Look for "Expected: for every instance of the man walking, one" in the records below, then copy that line and every line after it, exactly and with nothing added.
** Start **
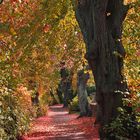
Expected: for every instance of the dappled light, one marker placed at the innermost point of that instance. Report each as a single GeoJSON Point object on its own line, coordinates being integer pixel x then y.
{"type": "Point", "coordinates": [69, 69]}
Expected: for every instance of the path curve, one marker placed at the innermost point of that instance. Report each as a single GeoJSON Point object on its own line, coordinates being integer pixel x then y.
{"type": "Point", "coordinates": [60, 125]}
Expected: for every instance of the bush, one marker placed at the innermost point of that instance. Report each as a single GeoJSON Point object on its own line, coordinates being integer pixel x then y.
{"type": "Point", "coordinates": [15, 114]}
{"type": "Point", "coordinates": [127, 124]}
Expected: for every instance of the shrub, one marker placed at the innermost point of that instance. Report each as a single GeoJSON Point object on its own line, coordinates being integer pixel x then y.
{"type": "Point", "coordinates": [127, 124]}
{"type": "Point", "coordinates": [15, 114]}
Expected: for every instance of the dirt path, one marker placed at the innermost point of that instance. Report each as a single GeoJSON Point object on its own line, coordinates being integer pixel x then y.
{"type": "Point", "coordinates": [60, 125]}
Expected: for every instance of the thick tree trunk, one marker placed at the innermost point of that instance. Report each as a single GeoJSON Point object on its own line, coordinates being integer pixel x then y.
{"type": "Point", "coordinates": [101, 25]}
{"type": "Point", "coordinates": [82, 93]}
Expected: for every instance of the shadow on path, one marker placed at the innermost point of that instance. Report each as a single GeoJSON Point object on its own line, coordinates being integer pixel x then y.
{"type": "Point", "coordinates": [60, 125]}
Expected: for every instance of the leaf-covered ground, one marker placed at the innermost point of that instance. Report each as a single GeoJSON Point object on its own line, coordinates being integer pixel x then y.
{"type": "Point", "coordinates": [60, 125]}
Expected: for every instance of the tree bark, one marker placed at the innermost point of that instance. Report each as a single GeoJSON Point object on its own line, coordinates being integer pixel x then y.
{"type": "Point", "coordinates": [82, 93]}
{"type": "Point", "coordinates": [100, 22]}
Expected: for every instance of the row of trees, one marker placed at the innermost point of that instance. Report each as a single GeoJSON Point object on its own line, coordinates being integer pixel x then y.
{"type": "Point", "coordinates": [36, 36]}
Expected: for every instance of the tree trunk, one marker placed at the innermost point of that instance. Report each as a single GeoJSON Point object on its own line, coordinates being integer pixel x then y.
{"type": "Point", "coordinates": [101, 25]}
{"type": "Point", "coordinates": [82, 93]}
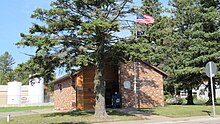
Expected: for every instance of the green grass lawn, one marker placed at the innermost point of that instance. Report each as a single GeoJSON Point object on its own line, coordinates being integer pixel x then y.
{"type": "Point", "coordinates": [27, 108]}
{"type": "Point", "coordinates": [76, 117]}
{"type": "Point", "coordinates": [177, 111]}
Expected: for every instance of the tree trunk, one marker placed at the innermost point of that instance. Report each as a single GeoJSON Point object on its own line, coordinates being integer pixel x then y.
{"type": "Point", "coordinates": [209, 102]}
{"type": "Point", "coordinates": [99, 87]}
{"type": "Point", "coordinates": [190, 97]}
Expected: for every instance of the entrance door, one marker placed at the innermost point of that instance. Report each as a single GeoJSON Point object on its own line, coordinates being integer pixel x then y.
{"type": "Point", "coordinates": [110, 88]}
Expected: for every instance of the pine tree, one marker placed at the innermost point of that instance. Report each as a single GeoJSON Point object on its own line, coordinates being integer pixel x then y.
{"type": "Point", "coordinates": [77, 33]}
{"type": "Point", "coordinates": [196, 39]}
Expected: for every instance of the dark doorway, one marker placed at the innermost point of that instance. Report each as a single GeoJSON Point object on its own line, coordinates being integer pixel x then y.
{"type": "Point", "coordinates": [111, 87]}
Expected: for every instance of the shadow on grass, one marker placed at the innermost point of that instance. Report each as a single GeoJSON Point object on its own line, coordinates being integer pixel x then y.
{"type": "Point", "coordinates": [149, 111]}
{"type": "Point", "coordinates": [208, 112]}
{"type": "Point", "coordinates": [85, 113]}
{"type": "Point", "coordinates": [70, 123]}
{"type": "Point", "coordinates": [72, 113]}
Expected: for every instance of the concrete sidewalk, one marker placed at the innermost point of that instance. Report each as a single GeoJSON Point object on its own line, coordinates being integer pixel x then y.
{"type": "Point", "coordinates": [157, 119]}
{"type": "Point", "coordinates": [23, 113]}
{"type": "Point", "coordinates": [147, 118]}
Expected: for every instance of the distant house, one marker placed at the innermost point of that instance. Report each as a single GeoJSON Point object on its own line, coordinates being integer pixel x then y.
{"type": "Point", "coordinates": [76, 91]}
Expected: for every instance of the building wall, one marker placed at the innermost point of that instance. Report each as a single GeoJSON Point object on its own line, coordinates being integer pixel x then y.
{"type": "Point", "coordinates": [4, 94]}
{"type": "Point", "coordinates": [149, 86]}
{"type": "Point", "coordinates": [64, 95]}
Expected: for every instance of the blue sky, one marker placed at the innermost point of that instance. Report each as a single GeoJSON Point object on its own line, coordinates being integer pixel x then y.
{"type": "Point", "coordinates": [15, 18]}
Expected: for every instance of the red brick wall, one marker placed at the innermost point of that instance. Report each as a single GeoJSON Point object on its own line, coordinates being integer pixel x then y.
{"type": "Point", "coordinates": [64, 99]}
{"type": "Point", "coordinates": [149, 92]}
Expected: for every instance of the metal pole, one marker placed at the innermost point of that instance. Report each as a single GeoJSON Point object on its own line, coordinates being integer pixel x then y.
{"type": "Point", "coordinates": [212, 90]}
{"type": "Point", "coordinates": [135, 82]}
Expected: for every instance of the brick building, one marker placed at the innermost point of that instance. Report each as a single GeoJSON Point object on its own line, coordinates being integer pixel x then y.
{"type": "Point", "coordinates": [76, 91]}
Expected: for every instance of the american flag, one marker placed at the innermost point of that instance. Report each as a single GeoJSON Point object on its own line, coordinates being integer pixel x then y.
{"type": "Point", "coordinates": [144, 19]}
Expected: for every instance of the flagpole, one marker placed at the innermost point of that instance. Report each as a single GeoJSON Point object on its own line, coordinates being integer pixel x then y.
{"type": "Point", "coordinates": [135, 75]}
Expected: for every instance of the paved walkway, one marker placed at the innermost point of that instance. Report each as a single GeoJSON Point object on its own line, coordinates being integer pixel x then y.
{"type": "Point", "coordinates": [147, 118]}
{"type": "Point", "coordinates": [156, 119]}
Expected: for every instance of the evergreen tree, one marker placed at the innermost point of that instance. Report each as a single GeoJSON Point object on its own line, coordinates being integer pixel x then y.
{"type": "Point", "coordinates": [77, 33]}
{"type": "Point", "coordinates": [6, 71]}
{"type": "Point", "coordinates": [196, 35]}
{"type": "Point", "coordinates": [30, 69]}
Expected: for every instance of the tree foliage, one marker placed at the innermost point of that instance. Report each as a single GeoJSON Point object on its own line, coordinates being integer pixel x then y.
{"type": "Point", "coordinates": [77, 33]}
{"type": "Point", "coordinates": [30, 69]}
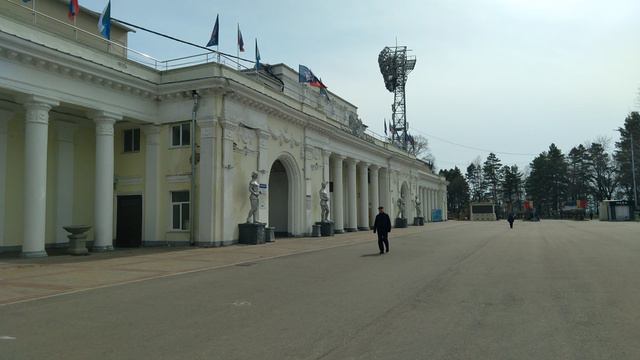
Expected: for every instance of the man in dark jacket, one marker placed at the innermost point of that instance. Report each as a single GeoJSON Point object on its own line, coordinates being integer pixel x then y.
{"type": "Point", "coordinates": [382, 226]}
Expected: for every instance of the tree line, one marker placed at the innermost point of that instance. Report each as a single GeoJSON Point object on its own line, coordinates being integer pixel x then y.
{"type": "Point", "coordinates": [589, 172]}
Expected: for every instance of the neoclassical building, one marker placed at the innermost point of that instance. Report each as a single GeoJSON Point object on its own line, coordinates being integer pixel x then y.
{"type": "Point", "coordinates": [93, 133]}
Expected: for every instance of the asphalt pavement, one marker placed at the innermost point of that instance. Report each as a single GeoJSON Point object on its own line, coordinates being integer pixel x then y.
{"type": "Point", "coordinates": [454, 290]}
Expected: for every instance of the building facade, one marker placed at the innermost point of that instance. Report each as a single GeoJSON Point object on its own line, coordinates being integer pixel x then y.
{"type": "Point", "coordinates": [91, 135]}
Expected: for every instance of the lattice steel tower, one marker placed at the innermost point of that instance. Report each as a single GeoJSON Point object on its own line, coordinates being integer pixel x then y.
{"type": "Point", "coordinates": [395, 66]}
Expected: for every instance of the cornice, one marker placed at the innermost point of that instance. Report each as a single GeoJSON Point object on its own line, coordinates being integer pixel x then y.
{"type": "Point", "coordinates": [38, 57]}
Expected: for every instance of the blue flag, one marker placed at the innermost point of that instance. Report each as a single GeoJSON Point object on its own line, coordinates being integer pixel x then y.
{"type": "Point", "coordinates": [257, 56]}
{"type": "Point", "coordinates": [104, 23]}
{"type": "Point", "coordinates": [214, 35]}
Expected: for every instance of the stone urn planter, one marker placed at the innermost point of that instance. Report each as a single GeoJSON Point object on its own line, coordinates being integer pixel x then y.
{"type": "Point", "coordinates": [77, 239]}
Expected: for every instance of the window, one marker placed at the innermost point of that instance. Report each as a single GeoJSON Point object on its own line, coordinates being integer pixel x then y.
{"type": "Point", "coordinates": [181, 135]}
{"type": "Point", "coordinates": [132, 140]}
{"type": "Point", "coordinates": [180, 210]}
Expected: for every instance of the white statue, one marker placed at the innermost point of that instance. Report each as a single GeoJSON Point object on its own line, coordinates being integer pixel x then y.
{"type": "Point", "coordinates": [254, 196]}
{"type": "Point", "coordinates": [324, 202]}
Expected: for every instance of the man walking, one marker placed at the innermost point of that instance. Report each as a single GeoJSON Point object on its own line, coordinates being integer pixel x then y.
{"type": "Point", "coordinates": [382, 225]}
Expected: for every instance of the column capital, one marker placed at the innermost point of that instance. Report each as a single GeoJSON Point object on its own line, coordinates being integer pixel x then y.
{"type": "Point", "coordinates": [351, 161]}
{"type": "Point", "coordinates": [66, 131]}
{"type": "Point", "coordinates": [37, 101]}
{"type": "Point", "coordinates": [104, 115]}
** End **
Task result:
Expected: for every instance of the man walking, one marker placed at the innermost point of that instance. Report each as a single GeoJSON Point object on its own line, coordinates being integer pixel x then y.
{"type": "Point", "coordinates": [382, 225]}
Expected: for every instance of the column capital, one marker placed at the innermost point of that instance. Report each as a single GeoJSON Point object on its own line, coordinates being integer pixel x then y.
{"type": "Point", "coordinates": [351, 161]}
{"type": "Point", "coordinates": [66, 131]}
{"type": "Point", "coordinates": [37, 101]}
{"type": "Point", "coordinates": [104, 115]}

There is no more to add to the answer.